*Goal of the exercise:* Convert all of the material below into a two-column CSV with the columns label_text and answer_boxes, one row for each task description and its answer, each placed in a single quoted field with line breaks replaced by spaces. Leave the pictures out.
start Raw data
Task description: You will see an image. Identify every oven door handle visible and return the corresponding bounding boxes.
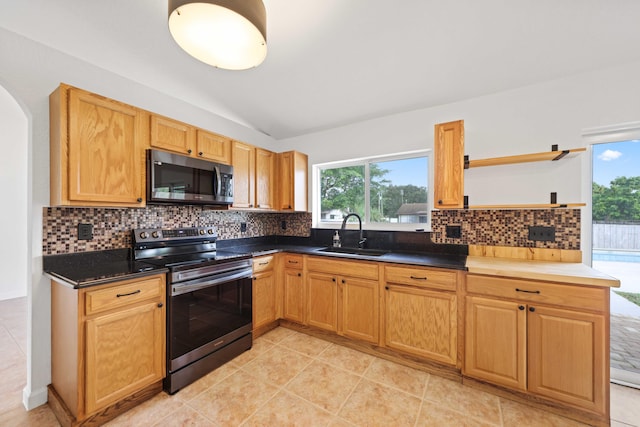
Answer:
[171,268,253,297]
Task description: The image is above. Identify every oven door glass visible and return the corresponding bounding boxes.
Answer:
[168,277,251,360]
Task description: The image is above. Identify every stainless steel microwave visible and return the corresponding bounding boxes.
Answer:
[147,150,233,205]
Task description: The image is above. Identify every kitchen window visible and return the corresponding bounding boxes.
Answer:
[313,151,430,230]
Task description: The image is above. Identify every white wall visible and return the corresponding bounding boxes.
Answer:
[0,86,28,300]
[279,62,640,212]
[0,29,276,409]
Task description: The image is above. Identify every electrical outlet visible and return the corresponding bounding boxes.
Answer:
[445,225,462,239]
[78,224,93,240]
[529,226,556,242]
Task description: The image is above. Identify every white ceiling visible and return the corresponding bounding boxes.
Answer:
[0,0,640,139]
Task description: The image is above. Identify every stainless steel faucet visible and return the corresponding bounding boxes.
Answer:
[340,213,367,249]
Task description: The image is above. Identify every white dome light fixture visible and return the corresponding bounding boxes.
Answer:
[169,0,267,70]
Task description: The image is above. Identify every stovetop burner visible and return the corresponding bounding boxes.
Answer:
[132,227,251,269]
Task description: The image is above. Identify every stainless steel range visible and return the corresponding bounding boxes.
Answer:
[133,227,253,394]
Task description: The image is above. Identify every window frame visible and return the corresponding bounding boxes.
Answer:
[312,149,433,232]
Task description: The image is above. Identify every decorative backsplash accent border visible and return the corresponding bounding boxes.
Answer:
[42,206,311,255]
[431,209,580,250]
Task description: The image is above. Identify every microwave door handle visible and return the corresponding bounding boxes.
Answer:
[213,166,220,199]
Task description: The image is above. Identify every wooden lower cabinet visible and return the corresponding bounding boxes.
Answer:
[464,275,609,419]
[86,301,165,413]
[252,255,278,331]
[307,271,338,332]
[50,274,166,426]
[282,254,306,324]
[384,284,458,365]
[307,257,380,343]
[465,297,527,390]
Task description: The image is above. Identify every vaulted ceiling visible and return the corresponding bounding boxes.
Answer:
[0,0,640,139]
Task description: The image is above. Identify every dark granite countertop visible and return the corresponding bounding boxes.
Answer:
[43,229,468,289]
[225,243,467,270]
[43,249,168,289]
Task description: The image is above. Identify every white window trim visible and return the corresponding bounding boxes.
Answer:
[311,149,433,232]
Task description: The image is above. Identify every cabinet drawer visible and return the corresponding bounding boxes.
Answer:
[384,265,457,291]
[253,255,275,274]
[284,254,302,269]
[85,275,165,316]
[307,257,378,280]
[467,274,609,311]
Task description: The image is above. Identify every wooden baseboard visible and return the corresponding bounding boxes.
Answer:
[47,381,162,427]
[462,376,611,427]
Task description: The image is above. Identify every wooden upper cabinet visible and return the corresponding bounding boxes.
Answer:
[231,141,276,210]
[150,114,196,156]
[433,120,464,209]
[255,148,276,209]
[196,129,231,165]
[49,85,145,207]
[231,141,256,208]
[278,151,309,212]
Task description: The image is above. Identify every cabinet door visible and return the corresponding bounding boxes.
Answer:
[151,115,195,156]
[464,297,527,390]
[282,268,305,323]
[384,284,457,365]
[255,148,275,209]
[231,141,256,208]
[433,120,464,209]
[253,271,277,329]
[85,300,165,414]
[307,272,338,332]
[67,89,143,206]
[528,305,609,413]
[339,277,379,343]
[196,129,231,165]
[278,151,308,212]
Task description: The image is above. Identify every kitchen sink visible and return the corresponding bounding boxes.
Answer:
[320,247,388,256]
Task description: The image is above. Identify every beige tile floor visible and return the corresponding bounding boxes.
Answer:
[0,298,640,427]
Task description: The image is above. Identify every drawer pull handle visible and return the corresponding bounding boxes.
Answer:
[516,288,540,294]
[116,289,141,298]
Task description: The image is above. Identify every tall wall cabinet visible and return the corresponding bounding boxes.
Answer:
[49,85,146,207]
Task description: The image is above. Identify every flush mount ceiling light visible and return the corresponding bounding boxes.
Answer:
[169,0,267,70]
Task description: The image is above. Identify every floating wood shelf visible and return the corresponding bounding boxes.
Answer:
[465,146,587,169]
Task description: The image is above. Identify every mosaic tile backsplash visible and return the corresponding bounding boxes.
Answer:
[431,209,580,250]
[42,206,311,255]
end Raw data
*Final answer:*
label_text,answer_boxes
"Task description: You will see an image. Identify every oven door handle visible and return the corresponding bounding boxes. Answer:","[171,268,253,297]"
"Task description: The image is above. Identify every oven door glass visible and return the corresponding bounding boxes. Answer:","[168,277,251,360]"
"Task description: The image is above. Identify every stainless steel microwave visible and return the corresponding bounding boxes. Answer:","[147,150,233,205]"
"Task description: The image is above. Identify every kitchen window visible and return the corresponding bounding boxes. Answer:","[313,151,430,230]"
"Task description: The image is above. Identify every white wall visible and return the corresponding bounding boxes. Answer:","[0,86,28,300] [279,62,640,212] [0,29,276,409]"
"Task description: The image is above. Identify every electrical outlet visible and return the corresponding bounding boxes. Answer:","[445,225,462,239] [78,224,93,240] [529,226,556,242]"
"Task description: The image is above. Identify every white ceiling visible and return the corresponding bounding boxes. Answer:","[0,0,640,139]"
"Task description: The image is above. Identify every stainless steel faucet visible and return the corresponding bounding boxes. Answer:","[340,213,367,249]"
"Task description: The image is above. Identify every white dome light fixture visible and return the corresponding bounding boxes. Answer:","[169,0,267,70]"
"Task description: The image is above. Identify every stovetop burner visible and return the corresponding bounding boxes. Answer:","[132,227,251,269]"
"Task description: The image is above. Identify every stainless steel range visible and return the corresponding bounding boxes. Answer:","[133,227,253,394]"
"Task description: The image is above. Identify every window frame visible and return the corresponding bounding boxes. Answer:","[312,149,433,232]"
"Task description: The image is above. Identify every decorative backsplash accent border visible and return the corresponding bounding boxes. Answer:","[42,206,311,255] [431,209,580,250]"
"Task description: The image is above. Identify every microwave door handle visible and return the corresponding bounding boxes. Answer:","[213,166,220,199]"
"Task description: The image is above. Identify every wooden lower cabinet visible and return the corresponding bounding boxes. Answer:","[464,275,609,419] [86,301,165,413] [252,255,278,331] [307,271,338,332] [50,274,166,426] [282,254,306,324] [384,284,458,365] [307,257,380,343] [465,297,527,390]"
"Task description: The image is above. Identify every vaulted ceiling visible and return the corresponding bounding boxes. Answer:","[0,0,640,139]"
"Task description: The image is above. Identify every dark granite countertop visible and return the corresponding bounding boxes. Answer:","[43,229,468,289] [225,243,467,270] [43,249,168,289]"
"Task description: The image is above. Identify every white window trim visible and return the corresponding bounding boxes. Answer:","[311,149,433,232]"
"Task description: The image is above. Identify every cabinet drawer visible and return the corresponding bounding boxes. Answer:","[384,265,457,291] [253,255,275,274] [284,254,302,269] [85,275,165,316] [307,257,378,280] [467,274,609,311]"
"Task description: The image is above. Identify every wooden baseboard visible and return the corresponding bounding boxes. Answer:","[47,381,162,427] [462,376,611,427]"
"Task description: The image is above. Identify every wooden upper cabinet visible and return the corresponding bounding boxes. Answer:","[231,141,276,210] [150,114,196,156] [433,120,464,209] [255,148,276,209] [196,129,231,165] [49,85,145,207] [231,141,256,208] [278,151,309,212]"
"Task description: The image is above. Identify every cabinet door visible and return the corresponding bounding boxes. Answer:","[151,115,195,156] [464,297,527,390] [282,268,305,323] [384,284,457,365] [255,148,275,209] [231,141,256,208] [433,120,464,209] [253,271,277,329] [85,300,165,414] [307,272,338,332] [67,89,143,206] [528,305,609,413] [339,277,379,343] [196,129,231,165] [278,151,308,212]"
"Task description: The image is above. Identify every kitchen sink visible and return the corresponding bounding boxes. Answer:","[320,247,388,256]"
"Task description: The image is above. Identify every beige tile floor visible and return the corresponding bounding boxes. Answer:","[0,298,640,427]"
"Task description: The image is above. Identify every drawer pull handle visible and return the corresponding bounding boxes. Answer:","[516,288,540,294] [116,289,141,298]"
"Task description: The image is above. Identify every tall wall cabinet visible and return the corresponding bounding boxes. Answer:","[49,85,146,207]"
"Task description: The image is above. Identify every flush mount ceiling light visible and return the corresponding bounding boxes. Answer:","[169,0,267,70]"
"Task description: The image is above. Identify every floating wood shelf visible and return the corresponding bounding boxes. Answer:","[465,146,587,169]"
"Task description: The image is above. Identify every mosaic tile backsplash visible and return the corresponding bounding boxes. Answer:","[431,209,580,250] [42,206,311,255]"